→ **The task**: Reproduce every one of the items below word for word, omitting the pictures from your answer.

━━━━━━

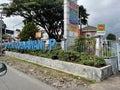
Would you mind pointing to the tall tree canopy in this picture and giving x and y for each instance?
(28, 31)
(83, 16)
(111, 36)
(45, 13)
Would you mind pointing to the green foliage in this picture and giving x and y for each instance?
(45, 13)
(82, 44)
(111, 36)
(83, 16)
(28, 31)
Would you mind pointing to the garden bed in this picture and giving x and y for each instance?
(89, 72)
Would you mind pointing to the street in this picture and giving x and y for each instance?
(15, 80)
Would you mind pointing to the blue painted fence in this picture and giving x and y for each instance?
(30, 45)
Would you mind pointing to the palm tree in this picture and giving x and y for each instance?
(83, 16)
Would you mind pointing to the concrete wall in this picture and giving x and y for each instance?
(89, 72)
(114, 63)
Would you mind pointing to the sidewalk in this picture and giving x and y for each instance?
(112, 83)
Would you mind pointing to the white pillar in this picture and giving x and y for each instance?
(66, 18)
(66, 24)
(97, 52)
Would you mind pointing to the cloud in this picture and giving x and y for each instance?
(103, 11)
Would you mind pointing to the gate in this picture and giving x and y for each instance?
(118, 54)
(111, 49)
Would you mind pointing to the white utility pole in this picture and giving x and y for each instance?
(66, 24)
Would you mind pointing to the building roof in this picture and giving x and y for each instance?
(89, 28)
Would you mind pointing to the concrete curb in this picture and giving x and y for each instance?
(89, 72)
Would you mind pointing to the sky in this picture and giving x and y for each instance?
(101, 12)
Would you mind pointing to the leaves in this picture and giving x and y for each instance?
(28, 31)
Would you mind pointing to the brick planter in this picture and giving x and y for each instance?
(89, 72)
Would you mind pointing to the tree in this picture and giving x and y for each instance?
(111, 36)
(45, 13)
(28, 32)
(83, 16)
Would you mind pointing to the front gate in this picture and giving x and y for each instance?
(118, 54)
(110, 50)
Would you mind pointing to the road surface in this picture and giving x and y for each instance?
(15, 80)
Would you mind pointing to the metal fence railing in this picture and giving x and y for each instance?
(109, 48)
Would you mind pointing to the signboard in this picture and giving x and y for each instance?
(73, 17)
(101, 29)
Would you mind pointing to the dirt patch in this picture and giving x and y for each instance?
(52, 77)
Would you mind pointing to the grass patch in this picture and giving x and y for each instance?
(49, 72)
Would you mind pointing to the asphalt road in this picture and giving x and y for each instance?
(15, 80)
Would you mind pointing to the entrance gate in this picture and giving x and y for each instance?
(111, 50)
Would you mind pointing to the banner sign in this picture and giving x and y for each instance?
(30, 45)
(73, 17)
(101, 29)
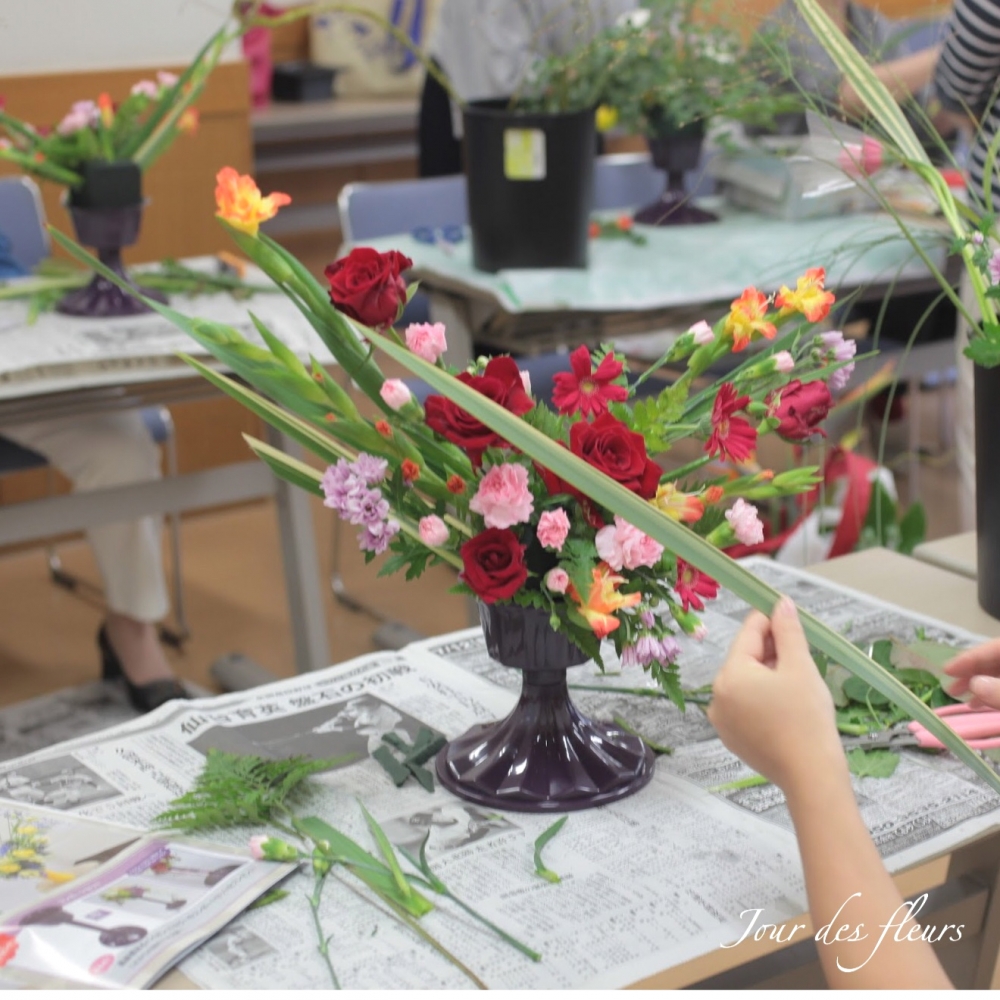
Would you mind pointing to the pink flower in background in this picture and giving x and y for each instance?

━━━━━━

→ **Exercise output**:
Would you mind pointing to the tall tree canopy in this picture and giving x and y for each instance?
(28, 31)
(83, 16)
(111, 36)
(45, 13)
Would you mind pointing to the green foliage in this picture and giving x and y for each instance?
(45, 13)
(82, 44)
(111, 36)
(83, 16)
(28, 31)
Would you mind pointing to the garden bed in this picture and giving x and y for each instance?
(89, 72)
Would you mind pointing to the street in this picture and giving x and y for each instance?
(15, 80)
Would you mind pointing to the blue painted fence in this picture and giving x and y for each instance?
(30, 45)
Would you mind pointing to the palm tree in this picture and giving x and y for each instance?
(83, 16)
Would you mind pointing to the concrete wall in this picture and giving x and y for each instance?
(89, 72)
(114, 63)
Would you mind pointing to the sidewalk in this picture and giving x and y for each instance?
(112, 83)
Would you mind pointing to the white pillar in this picture and giving x and y for each instance?
(66, 18)
(66, 24)
(97, 52)
Would you mind pointing to the cloud in this picture and giving x and y for each instance?
(103, 11)
Would you mind pointing to the gate in this picture and giving x and y for each instance?
(118, 54)
(111, 49)
Would you mind pointing to the white utility pole in this picture and giving x and y for each instance?
(66, 24)
Would you mind pointing to the building roof in this picture and giving x and y for each instance?
(89, 28)
Would you mind pointing to the concrete curb in this picture and giving x and y for each instance?
(89, 72)
Would you mind pointing to the sky in this picture and giving x and y for each instance?
(101, 12)
Would you mind pointing to the leaves in this picture and giving x and y for each instance?
(28, 31)
Would you mind pointing to the brick planter in this picture and giving x and y for each instance?
(89, 72)
Would you mind pointing to the tree in this picture and giving x and y for each instance?
(111, 36)
(45, 13)
(28, 32)
(83, 16)
Would you mind pointing to the front gate in this picture and giving x and y for each instance?
(118, 54)
(110, 50)
Would you mind pointing to the road surface in this picture and giving x and y for each instance?
(15, 80)
Would you mind pointing to the metal fence railing in this picture and giving x and y for each instance?
(109, 48)
Would you mind pointing to the signboard in this picture and giving x and y for each instance?
(73, 17)
(101, 29)
Would you mind pointing to the dirt patch in this picture and giving x and y for each instance?
(52, 77)
Would you mind pointing to the grass patch in this picture and giving x and y for each instance?
(49, 72)
Would you mind pointing to the asphalt road in this picture and giving x and y for each instance?
(15, 80)
Would you mind pointing to the entrance gate in this picture and giving x and y for each instance?
(111, 50)
Would you mind pointing to the banner sign in this picture and giving x and y for each instance?
(30, 45)
(73, 17)
(101, 29)
Would you mind pointing to the pink flower in background in this picture and giving x and y for each instance?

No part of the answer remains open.